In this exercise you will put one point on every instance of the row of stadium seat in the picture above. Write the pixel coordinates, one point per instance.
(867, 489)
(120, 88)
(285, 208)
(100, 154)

────────────────

* _Work order_:
The records above need to be retyped exactly.

* _Answer section_:
In this exercise you will put one point on every instance of the row of stadium seat in the picture above. Write the pixel coordinates, one point per instance.
(867, 489)
(120, 88)
(285, 208)
(100, 154)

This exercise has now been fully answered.